• Directive
Write out each line beneath this one exactly as it reads.

• Records for this exercise
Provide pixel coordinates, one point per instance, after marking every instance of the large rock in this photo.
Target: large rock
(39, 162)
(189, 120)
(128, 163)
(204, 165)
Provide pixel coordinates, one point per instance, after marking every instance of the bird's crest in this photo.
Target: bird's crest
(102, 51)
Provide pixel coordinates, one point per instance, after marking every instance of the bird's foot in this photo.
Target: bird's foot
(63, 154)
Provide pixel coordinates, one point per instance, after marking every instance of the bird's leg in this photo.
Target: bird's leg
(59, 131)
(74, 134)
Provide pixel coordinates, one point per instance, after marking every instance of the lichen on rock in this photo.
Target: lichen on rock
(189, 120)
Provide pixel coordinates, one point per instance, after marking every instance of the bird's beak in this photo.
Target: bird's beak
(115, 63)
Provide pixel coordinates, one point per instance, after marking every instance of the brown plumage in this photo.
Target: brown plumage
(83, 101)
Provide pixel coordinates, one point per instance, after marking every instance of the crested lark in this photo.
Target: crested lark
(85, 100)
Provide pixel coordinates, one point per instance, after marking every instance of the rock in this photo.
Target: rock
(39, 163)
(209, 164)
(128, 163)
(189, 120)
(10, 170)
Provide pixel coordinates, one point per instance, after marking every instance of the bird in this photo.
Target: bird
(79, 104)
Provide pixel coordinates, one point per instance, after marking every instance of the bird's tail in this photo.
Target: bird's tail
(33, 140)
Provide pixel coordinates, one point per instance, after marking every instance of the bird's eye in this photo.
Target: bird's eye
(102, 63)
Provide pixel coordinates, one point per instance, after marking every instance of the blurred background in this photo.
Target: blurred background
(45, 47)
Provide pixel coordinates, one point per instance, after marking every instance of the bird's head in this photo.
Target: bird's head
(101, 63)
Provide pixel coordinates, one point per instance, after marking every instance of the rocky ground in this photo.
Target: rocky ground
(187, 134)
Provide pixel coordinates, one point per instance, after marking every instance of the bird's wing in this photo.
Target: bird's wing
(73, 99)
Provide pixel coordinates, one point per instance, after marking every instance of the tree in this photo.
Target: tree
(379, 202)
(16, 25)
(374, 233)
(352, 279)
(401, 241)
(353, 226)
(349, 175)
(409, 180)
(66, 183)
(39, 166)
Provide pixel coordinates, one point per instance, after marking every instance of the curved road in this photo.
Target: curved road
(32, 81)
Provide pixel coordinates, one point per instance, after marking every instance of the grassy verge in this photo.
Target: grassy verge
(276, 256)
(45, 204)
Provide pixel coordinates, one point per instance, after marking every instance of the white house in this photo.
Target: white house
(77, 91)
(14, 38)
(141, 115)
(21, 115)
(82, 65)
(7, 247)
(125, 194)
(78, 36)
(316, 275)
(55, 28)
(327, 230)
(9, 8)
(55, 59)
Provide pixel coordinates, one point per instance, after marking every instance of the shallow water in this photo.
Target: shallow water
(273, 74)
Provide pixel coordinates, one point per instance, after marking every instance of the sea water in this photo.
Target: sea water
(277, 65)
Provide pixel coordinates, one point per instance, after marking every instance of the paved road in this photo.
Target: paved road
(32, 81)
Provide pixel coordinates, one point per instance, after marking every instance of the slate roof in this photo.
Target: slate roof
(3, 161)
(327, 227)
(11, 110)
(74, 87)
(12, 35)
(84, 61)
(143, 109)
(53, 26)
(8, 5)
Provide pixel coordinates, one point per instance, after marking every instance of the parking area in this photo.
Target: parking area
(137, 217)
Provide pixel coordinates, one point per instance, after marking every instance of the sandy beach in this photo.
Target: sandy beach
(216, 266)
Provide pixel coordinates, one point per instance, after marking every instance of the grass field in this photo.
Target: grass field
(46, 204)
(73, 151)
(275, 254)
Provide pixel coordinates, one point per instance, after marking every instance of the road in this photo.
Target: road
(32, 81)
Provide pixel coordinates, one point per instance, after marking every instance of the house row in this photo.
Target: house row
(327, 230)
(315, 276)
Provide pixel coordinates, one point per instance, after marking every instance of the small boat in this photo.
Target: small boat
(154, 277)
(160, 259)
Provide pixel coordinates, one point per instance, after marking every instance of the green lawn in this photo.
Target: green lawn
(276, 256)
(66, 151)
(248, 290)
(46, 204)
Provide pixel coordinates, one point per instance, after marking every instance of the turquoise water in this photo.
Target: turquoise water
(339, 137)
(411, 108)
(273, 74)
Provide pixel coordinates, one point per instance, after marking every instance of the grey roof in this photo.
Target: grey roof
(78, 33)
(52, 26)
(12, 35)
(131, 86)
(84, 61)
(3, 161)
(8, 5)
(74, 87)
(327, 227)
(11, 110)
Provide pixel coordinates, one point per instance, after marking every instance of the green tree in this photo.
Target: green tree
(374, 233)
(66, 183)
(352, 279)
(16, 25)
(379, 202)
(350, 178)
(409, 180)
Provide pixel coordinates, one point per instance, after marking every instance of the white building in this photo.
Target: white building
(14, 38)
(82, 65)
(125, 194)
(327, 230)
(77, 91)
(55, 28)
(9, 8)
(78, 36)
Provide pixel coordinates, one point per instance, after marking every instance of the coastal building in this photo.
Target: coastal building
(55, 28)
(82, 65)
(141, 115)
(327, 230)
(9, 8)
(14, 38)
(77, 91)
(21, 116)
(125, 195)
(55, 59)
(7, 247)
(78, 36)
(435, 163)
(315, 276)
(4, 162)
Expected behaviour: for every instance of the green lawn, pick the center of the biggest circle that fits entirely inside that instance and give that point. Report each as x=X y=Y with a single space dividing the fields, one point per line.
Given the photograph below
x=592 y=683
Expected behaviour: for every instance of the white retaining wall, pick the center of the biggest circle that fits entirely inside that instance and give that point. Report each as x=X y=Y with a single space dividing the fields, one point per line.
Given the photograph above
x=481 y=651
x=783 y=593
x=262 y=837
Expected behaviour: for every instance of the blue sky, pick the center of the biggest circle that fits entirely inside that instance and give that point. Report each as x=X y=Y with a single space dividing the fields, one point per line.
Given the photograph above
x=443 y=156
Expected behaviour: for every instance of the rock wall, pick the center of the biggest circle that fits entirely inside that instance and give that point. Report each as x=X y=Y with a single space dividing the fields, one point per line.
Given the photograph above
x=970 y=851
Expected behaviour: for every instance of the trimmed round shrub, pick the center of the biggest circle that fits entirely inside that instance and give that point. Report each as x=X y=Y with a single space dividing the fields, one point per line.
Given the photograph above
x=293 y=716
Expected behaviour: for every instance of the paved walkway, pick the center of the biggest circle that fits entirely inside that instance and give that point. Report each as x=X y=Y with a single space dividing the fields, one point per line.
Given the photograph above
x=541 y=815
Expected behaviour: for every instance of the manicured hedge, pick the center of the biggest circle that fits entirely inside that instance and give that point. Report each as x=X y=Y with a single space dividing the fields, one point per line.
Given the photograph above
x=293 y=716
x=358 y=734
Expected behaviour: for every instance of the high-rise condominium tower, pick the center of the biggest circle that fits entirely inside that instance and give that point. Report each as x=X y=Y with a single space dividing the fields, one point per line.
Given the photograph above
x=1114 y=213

• Problem solution
Provide pixel coordinates, one point per instance, after marking every instance of the large rock in this photo.
Target: large rock
(39, 162)
(189, 120)
(128, 163)
(204, 165)
Provide pixel coordinates, one point per instance, after marking every instance of the bird's crest in this photo.
Target: bird's crest
(102, 51)
Provide pixel coordinates, one point per instance, after marking every instance of the bird's foot in this photo.
Target: bird's foot
(63, 154)
Provide pixel coordinates, one point per instance, after marking every instance of the bird's leg in this photo.
Target: bird's leg
(59, 131)
(74, 134)
Provide pixel coordinates, one point per instance, after marking every instance of the lichen on rock in this photo.
Target: lichen on rock
(189, 120)
Provide pixel coordinates, one point per instance, after marking every instance of the bird's beak in this photo.
Target: bird's beak
(115, 63)
Provide pixel coordinates, one point per instance, after marking every instance of the brown plumage in this photo.
Target: brown plumage
(83, 101)
Provide pixel coordinates, one point per instance, after marking every instance of the crested lark in this photo.
Target: crested lark
(85, 100)
Provide pixel coordinates, one point per instance, after marking every instance of the rock in this photo.
Target: rock
(39, 163)
(209, 164)
(128, 163)
(189, 120)
(10, 170)
Provide pixel coordinates, one point per instance, after marking every instance of the bird in this photo.
Target: bird
(79, 104)
Provide pixel coordinates, one point per instance, after marking every instance of the bird's tail in this photo.
Target: bird's tail
(33, 140)
Provide pixel coordinates, one point per instance, after marking every instance of the bird's eye in this photo.
Target: bird's eye
(102, 63)
Provide pixel coordinates, one point per instance, after marking every instance of the blurred background in this photo.
Target: blurred background
(45, 47)
Provide pixel coordinates, one point per instance, after marking every instance of the bird's head in this photo.
Target: bird's head
(101, 63)
Provide pixel coordinates, one point per instance, after marking every instance of the rocky ground in this photo.
Target: rocky ground
(187, 134)
Provide pixel coordinates, one point per instance, after marking every instance of the bird's wing in this photo.
Target: bird's wing
(73, 99)
Provide pixel coordinates, one point per instance, after marking every instance of the tree in this photo.
Target: tree
(379, 202)
(16, 25)
(374, 233)
(352, 279)
(401, 241)
(353, 226)
(349, 175)
(409, 180)
(66, 183)
(39, 166)
Provide pixel coordinates, one point per instance, after marking every instance of the curved road in this photo.
Target: curved road
(32, 81)
Provide pixel coordinates, one point per instance, after marking every instance of the grassy verge in this photo.
Target: grassy verge
(276, 256)
(45, 204)
Provide pixel coordinates, one point per instance, after marking every instance of the white house in this photo.
Target: white house
(77, 91)
(14, 38)
(141, 115)
(21, 115)
(82, 65)
(7, 247)
(125, 194)
(78, 36)
(316, 275)
(55, 28)
(327, 230)
(9, 8)
(55, 59)
Provide pixel coordinates, one point per instance, after marking every instance of the shallow water in this photo.
Target: shallow water
(273, 74)
Provide pixel coordinates, one point per instance, after marking every instance of the sea water in this photo.
Target: sea water
(277, 65)
Provide pixel coordinates, one point per instance, after marking every instance of the paved road in this photo.
Target: paved road
(32, 81)
Provide pixel coordinates, one point per instance, after marking every instance of the slate roof in this photo.
Target: slate roof
(3, 161)
(327, 227)
(11, 110)
(74, 87)
(12, 35)
(84, 61)
(143, 109)
(53, 26)
(8, 5)
Provide pixel coordinates, one point per instance, after marking every instance of the parking area in this photo.
Target: parking area
(137, 217)
Provide pixel coordinates, one point per instance, after marking every instance of the sandy beach in this photo.
Target: sandy beach
(216, 266)
Provide pixel coordinates, one point per instance, after marking every instance of the grass field in this photo.
Target: grass field
(46, 204)
(73, 151)
(275, 254)
Provide pixel coordinates, one point per instance, after marking every instance of the road in this photo.
Target: road
(32, 81)
Provide pixel coordinates, one point per instance, after marking every instance of the house row in this photo.
Target: house row
(327, 230)
(315, 276)
Provide pixel coordinates, one point per instance, after marking every instance of the small boat in this photo.
Target: small boat
(154, 277)
(160, 259)
Provide pixel coordinates, one point per instance, after marking every instance of the green lawn in this photo.
Target: green lawn
(276, 256)
(66, 151)
(248, 290)
(46, 204)
Provide pixel coordinates, one point per instance, after marking every instance of the turquoise water in this photo.
Target: turquoise water
(339, 137)
(411, 108)
(273, 74)
Provide pixel coordinates, one point per instance, after marking every instance of the grey roof in this photo.
Target: grey roof
(78, 33)
(52, 26)
(12, 35)
(131, 86)
(84, 61)
(3, 161)
(8, 5)
(74, 87)
(327, 227)
(11, 110)
Provide pixel coordinates, one point per instance, after marking every instance of the green tree in this photo.
Target: green tree
(374, 233)
(66, 183)
(352, 279)
(16, 25)
(379, 202)
(350, 178)
(409, 180)
Provide pixel coordinates, one point per instance, after marking every instance of the white building in this photo.
Target: white building
(14, 38)
(82, 65)
(125, 194)
(327, 230)
(77, 91)
(55, 28)
(9, 8)
(78, 36)
Provide pixel coordinates, one point per instance, after marking every instance of the coastal building in this photo.
Target: coastal building
(55, 28)
(82, 65)
(141, 115)
(327, 230)
(9, 8)
(14, 38)
(77, 91)
(21, 116)
(125, 195)
(55, 59)
(7, 247)
(78, 36)
(435, 163)
(315, 276)
(4, 162)
Expected behaviour: for every instance of the green lawn, pick the center of the biggest circle that fits entirely inside that instance and give that point. Report each as x=X y=Y with a single space dividing the fields, one point per line.
Given the photograph below
x=592 y=683
Expected behaviour: for every instance of the white retaining wall, pick the center of the biggest circle that fits entirely inside that instance and give that point. Report each as x=X y=Y with a single space dividing the fields, one point per line.
Given the photograph above
x=481 y=651
x=783 y=593
x=262 y=837
Expected behaviour: for every instance of the blue sky, pick the center of the biggest circle that fits entirely inside that instance and give that point. Report each as x=X y=Y with a single space dividing the fields, one point per line.
Given the photograph above
x=443 y=156
Expected behaviour: for every instance of the rock wall, pick the center of the biggest circle that fits entirely inside that instance and give that point. Report each as x=X y=Y with a single space dividing the fields, one point per line.
Given the photograph above
x=970 y=851
Expected behaviour: for every instance of the trimmed round shrub, pick the center of the biggest circle that fits entirely inside that instance and give that point. Report each as x=X y=Y with a single space dividing the fields, one point per line.
Given the photograph above
x=293 y=716
Expected behaviour: for every instance of the paved walkway, pick the center of the biggest circle that fits entirely inside that instance and give that point. Report each as x=X y=Y with a single space dividing the fields, one point per line.
Given the photograph above
x=541 y=815
Expected behaviour: for every instance of the manicured hedge, pick the center of the biggest circle that fits entirely inside that instance and give that point. Report each as x=X y=Y with a single space dividing the fields, one point per line.
Given the photograph above
x=293 y=716
x=358 y=734
Expected behaviour: for every instance of the high-rise condominium tower, pick the center of the biggest circle that fits entirely inside that instance and give that point. Report each as x=X y=Y with a single space dividing the fields, one point per line.
Given the photograph above
x=1114 y=213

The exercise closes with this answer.